**OBJETIVO A**
Segundo o trecho sobre o assentamento de famílias, quais famílias o MST considera efetivamente assentadas?

----- TRECHO PARA LEITURA -----

Governo diz ter assentado 71
mil famílias em 2024, mas MST contesta dados
O NÚMERO DE FAMÍLIAS assentadas
em projetos de reforma agrária no terceiro mandato de Lula é a nova frente de
discórdia entre o governo federal e o MST (Movimento dos Trabalhadores Rurais
Sem Terra).
Enquanto o movimento
considera como efetivamente assentadas as famílias alocadas em terras novas,
compradas ou desapropriadas para essa finalidade, o governo coloca na conta a
regularização de famílias que já estavam em lotes. Isso engloba, por exemplo, a
titulação de áreas já ocupadas ou a inclusão de agricultores em programas de
crédito.

----- LINHAS DE DADOS -----

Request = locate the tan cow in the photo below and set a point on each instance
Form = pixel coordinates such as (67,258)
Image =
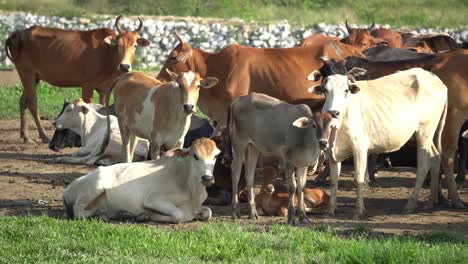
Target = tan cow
(69,58)
(159,112)
(170,189)
(380,116)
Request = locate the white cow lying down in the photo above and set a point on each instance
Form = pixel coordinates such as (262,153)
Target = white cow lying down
(170,189)
(83,119)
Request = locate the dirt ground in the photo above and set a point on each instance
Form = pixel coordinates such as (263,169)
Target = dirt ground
(32,183)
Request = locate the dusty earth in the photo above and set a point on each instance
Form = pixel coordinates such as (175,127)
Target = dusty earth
(32,183)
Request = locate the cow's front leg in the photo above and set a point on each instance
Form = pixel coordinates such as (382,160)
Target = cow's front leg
(360,166)
(301,181)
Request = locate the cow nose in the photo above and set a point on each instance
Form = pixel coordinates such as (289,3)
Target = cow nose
(188,108)
(334,114)
(323,144)
(124,67)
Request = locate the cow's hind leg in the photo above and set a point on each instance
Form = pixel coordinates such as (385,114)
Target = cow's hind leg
(250,165)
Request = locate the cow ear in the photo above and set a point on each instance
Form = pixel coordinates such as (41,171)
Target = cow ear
(316,89)
(84,109)
(208,82)
(303,122)
(142,42)
(356,71)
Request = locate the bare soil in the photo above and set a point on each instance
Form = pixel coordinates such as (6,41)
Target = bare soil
(32,183)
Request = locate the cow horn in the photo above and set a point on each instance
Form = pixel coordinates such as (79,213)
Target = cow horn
(372,26)
(347,26)
(178,37)
(116,25)
(139,26)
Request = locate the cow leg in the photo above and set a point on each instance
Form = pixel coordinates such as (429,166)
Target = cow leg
(250,165)
(360,167)
(301,177)
(450,134)
(289,174)
(335,168)
(236,166)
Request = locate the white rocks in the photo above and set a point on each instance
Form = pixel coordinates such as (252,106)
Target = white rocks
(204,34)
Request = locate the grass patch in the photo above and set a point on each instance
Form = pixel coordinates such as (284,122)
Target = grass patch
(416,13)
(44,239)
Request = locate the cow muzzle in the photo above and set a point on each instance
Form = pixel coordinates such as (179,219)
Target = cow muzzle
(207,180)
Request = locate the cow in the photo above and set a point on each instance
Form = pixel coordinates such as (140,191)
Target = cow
(362,38)
(69,58)
(170,189)
(82,119)
(276,72)
(150,109)
(260,124)
(450,68)
(380,116)
(273,197)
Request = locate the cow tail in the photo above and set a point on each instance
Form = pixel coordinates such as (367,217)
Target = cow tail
(106,139)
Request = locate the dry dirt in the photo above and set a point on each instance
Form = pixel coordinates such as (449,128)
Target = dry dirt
(31,183)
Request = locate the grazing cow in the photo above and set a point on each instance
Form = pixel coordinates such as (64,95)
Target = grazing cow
(273,197)
(170,189)
(82,119)
(260,124)
(362,38)
(450,68)
(69,58)
(277,72)
(380,116)
(159,112)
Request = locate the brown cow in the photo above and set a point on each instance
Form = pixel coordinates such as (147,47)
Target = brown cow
(362,38)
(273,197)
(450,67)
(280,73)
(69,58)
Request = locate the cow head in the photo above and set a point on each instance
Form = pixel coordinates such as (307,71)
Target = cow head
(190,83)
(203,153)
(73,116)
(337,85)
(362,38)
(180,60)
(125,44)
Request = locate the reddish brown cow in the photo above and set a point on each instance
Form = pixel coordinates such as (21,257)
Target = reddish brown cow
(69,58)
(362,38)
(280,73)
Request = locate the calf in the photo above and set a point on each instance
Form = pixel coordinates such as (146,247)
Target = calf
(159,112)
(170,189)
(380,116)
(83,120)
(260,124)
(273,197)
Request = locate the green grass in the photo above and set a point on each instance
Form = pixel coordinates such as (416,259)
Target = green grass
(415,13)
(44,239)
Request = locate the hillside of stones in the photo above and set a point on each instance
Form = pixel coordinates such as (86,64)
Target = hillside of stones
(208,34)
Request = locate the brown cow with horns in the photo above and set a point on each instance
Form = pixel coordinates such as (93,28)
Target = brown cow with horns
(69,58)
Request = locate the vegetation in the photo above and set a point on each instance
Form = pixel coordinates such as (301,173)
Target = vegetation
(44,239)
(416,13)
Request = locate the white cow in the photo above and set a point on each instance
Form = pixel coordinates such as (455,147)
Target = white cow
(170,189)
(83,119)
(380,116)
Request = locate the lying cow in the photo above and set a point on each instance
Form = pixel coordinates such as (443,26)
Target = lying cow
(273,198)
(380,116)
(159,112)
(260,124)
(170,189)
(82,119)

-----

**OBJETIVO B**
Reproduza palavra por palavra as linhas de dados no trecho que vai da linha que contém "Request = locate the hillside" até a última delas, incluindo as duas pontas.

**RESPOSTA A**
As famílias alocadas em terras novas, compradas ou desapropriadas para essa finalidade.

**RESPOSTA B**
Request = locate the hillside of stones in the photo above and set a point on each instance
Form = pixel coordinates such as (86,64)
Target = hillside of stones
(208,34)
Request = locate the brown cow with horns in the photo above and set a point on each instance
Form = pixel coordinates such as (93,28)
Target = brown cow with horns
(69,58)
Request = locate the vegetation in the photo above and set a point on each instance
Form = pixel coordinates such as (301,173)
Target = vegetation
(44,239)
(416,13)
Request = locate the white cow in the photo above and set a point on each instance
Form = pixel coordinates such as (455,147)
Target = white cow
(170,189)
(83,119)
(380,116)
Request = locate the lying cow in the photo above and set a point on each instance
Form = pixel coordinates such as (443,26)
Target = lying cow
(273,198)
(380,116)
(159,112)
(260,124)
(170,189)
(82,119)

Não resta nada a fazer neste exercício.